• **Task**:
List each line of the data below that contains the word "child".
____________________
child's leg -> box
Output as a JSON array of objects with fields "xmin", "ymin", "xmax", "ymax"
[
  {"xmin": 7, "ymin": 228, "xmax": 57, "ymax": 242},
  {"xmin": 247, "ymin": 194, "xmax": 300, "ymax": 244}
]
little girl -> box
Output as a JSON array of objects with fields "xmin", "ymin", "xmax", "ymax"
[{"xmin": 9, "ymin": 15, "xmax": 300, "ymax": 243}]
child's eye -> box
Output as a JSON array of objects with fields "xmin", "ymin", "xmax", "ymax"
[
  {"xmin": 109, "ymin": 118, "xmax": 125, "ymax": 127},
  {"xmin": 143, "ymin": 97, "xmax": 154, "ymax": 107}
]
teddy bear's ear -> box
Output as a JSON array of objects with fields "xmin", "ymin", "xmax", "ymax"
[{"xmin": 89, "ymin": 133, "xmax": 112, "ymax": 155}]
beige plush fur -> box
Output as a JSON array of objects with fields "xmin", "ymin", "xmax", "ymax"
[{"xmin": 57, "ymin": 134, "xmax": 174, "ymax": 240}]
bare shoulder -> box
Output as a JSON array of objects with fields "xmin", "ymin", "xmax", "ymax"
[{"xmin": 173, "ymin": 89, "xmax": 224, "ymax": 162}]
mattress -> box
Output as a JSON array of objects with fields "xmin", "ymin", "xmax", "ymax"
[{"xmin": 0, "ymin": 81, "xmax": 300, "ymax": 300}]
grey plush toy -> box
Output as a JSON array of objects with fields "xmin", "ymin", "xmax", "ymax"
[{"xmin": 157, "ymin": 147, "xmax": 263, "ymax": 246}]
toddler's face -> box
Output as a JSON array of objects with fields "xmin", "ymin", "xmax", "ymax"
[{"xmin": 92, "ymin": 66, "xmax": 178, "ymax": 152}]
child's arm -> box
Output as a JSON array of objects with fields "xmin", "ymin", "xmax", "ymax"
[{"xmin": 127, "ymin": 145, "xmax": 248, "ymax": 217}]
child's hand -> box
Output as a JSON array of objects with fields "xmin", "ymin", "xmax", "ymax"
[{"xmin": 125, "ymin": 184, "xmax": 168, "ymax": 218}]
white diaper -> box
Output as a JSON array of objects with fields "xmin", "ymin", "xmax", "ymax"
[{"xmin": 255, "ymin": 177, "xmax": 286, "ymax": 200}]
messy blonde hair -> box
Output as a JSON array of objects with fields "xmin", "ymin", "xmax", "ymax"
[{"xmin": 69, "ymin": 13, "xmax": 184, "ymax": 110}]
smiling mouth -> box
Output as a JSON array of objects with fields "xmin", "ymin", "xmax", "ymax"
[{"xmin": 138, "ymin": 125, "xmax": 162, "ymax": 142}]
____________________
• **Task solution**:
child's leg -> box
child's eye -> box
child's arm -> box
child's hand -> box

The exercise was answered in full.